◆ **Problem statement**:
State how many lines in the material below contain the string "rice", matching case exactly. Give only the number.

◆ **Task data**:
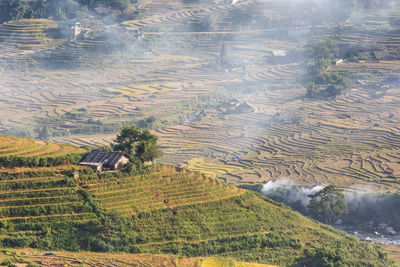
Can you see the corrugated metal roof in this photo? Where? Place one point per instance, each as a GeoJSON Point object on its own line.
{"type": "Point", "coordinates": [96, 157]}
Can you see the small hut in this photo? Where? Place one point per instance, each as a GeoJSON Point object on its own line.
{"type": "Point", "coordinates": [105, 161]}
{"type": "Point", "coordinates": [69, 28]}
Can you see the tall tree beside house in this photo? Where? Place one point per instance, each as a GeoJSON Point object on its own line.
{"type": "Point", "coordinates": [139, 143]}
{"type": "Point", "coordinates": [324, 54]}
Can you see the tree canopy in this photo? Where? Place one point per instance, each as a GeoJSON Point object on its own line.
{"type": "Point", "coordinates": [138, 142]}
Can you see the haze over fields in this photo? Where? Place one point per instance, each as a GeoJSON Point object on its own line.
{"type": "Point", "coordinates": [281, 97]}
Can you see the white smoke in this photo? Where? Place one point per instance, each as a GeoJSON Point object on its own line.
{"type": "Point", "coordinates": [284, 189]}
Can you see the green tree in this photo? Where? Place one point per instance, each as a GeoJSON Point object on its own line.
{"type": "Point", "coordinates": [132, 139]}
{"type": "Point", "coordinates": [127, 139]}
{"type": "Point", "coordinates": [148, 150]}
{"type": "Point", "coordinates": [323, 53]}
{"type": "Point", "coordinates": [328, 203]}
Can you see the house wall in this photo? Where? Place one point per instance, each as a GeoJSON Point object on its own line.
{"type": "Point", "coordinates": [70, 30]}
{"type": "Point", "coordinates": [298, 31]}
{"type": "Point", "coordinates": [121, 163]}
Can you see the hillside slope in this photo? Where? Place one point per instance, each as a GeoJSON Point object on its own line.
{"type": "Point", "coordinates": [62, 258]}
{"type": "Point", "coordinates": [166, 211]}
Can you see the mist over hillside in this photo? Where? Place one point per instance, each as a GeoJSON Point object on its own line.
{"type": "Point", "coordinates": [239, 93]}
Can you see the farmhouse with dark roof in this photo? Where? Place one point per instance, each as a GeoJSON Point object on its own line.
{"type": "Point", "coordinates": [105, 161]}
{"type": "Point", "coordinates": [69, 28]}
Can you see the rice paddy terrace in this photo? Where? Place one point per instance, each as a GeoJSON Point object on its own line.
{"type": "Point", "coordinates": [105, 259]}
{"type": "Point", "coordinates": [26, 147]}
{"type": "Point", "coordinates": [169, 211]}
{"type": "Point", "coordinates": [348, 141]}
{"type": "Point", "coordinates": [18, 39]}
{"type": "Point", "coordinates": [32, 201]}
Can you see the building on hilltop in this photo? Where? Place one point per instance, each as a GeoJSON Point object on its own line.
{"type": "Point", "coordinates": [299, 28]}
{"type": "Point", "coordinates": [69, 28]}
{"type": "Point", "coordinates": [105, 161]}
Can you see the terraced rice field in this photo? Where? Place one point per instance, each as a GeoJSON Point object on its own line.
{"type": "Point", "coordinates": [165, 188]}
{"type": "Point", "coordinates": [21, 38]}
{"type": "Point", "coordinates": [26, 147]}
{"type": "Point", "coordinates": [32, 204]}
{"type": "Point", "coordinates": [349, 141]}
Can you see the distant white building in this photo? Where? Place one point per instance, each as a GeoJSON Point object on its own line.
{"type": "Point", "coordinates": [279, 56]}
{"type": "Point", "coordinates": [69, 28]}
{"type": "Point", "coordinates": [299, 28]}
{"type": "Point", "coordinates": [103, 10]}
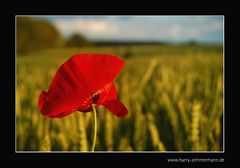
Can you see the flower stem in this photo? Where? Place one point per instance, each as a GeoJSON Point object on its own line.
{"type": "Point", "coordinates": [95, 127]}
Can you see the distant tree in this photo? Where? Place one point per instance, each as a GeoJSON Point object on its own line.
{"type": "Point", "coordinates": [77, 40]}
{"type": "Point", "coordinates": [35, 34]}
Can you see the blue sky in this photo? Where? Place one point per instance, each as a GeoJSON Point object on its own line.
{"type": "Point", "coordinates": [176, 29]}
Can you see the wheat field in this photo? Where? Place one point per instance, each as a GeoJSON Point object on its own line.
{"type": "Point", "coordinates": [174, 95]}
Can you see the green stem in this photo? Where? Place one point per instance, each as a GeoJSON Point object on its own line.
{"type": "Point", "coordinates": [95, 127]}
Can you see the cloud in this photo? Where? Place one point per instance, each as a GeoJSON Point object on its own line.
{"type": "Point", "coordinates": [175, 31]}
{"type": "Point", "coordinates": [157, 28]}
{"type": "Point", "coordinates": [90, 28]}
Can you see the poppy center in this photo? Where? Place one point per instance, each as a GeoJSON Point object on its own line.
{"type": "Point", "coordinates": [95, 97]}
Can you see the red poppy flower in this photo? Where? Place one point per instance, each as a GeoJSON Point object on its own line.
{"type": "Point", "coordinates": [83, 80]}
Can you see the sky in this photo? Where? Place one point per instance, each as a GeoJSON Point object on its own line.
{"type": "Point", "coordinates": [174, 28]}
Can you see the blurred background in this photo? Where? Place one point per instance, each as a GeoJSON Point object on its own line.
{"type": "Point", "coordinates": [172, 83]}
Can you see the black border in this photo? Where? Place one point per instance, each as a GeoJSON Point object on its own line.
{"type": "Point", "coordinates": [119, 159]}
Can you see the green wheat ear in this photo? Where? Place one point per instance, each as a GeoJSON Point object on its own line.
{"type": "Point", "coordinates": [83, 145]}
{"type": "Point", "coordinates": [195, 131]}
...
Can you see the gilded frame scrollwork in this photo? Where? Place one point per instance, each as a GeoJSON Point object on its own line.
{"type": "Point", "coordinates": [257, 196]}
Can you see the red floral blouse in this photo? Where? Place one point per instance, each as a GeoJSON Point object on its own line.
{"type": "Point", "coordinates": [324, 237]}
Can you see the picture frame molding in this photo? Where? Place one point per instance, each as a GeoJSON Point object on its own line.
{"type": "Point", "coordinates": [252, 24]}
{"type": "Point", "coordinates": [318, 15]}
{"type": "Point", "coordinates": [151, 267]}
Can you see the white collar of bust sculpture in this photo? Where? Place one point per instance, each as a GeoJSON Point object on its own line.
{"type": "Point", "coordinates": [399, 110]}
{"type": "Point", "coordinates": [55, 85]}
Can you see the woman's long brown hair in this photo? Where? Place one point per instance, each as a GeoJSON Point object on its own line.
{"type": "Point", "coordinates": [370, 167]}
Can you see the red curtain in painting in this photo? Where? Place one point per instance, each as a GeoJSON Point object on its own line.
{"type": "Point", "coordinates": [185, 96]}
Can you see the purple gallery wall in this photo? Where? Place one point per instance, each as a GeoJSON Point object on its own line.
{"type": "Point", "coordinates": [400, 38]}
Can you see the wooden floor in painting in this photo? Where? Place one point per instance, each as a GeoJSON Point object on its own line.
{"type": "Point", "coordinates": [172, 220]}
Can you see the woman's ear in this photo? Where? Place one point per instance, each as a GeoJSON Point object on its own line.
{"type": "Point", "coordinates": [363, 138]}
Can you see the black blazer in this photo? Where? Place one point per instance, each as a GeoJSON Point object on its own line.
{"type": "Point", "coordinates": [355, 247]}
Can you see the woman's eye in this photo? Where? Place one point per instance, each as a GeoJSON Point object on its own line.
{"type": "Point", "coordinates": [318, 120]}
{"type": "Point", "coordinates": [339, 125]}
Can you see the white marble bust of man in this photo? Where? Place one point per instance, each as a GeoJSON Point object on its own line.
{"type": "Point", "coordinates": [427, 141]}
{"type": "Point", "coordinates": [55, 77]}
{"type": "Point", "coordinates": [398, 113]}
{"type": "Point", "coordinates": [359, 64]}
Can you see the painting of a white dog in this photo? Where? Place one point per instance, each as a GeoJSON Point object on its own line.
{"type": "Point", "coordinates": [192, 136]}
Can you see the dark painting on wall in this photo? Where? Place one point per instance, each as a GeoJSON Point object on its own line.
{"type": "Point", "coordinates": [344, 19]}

◆ **Solution**:
2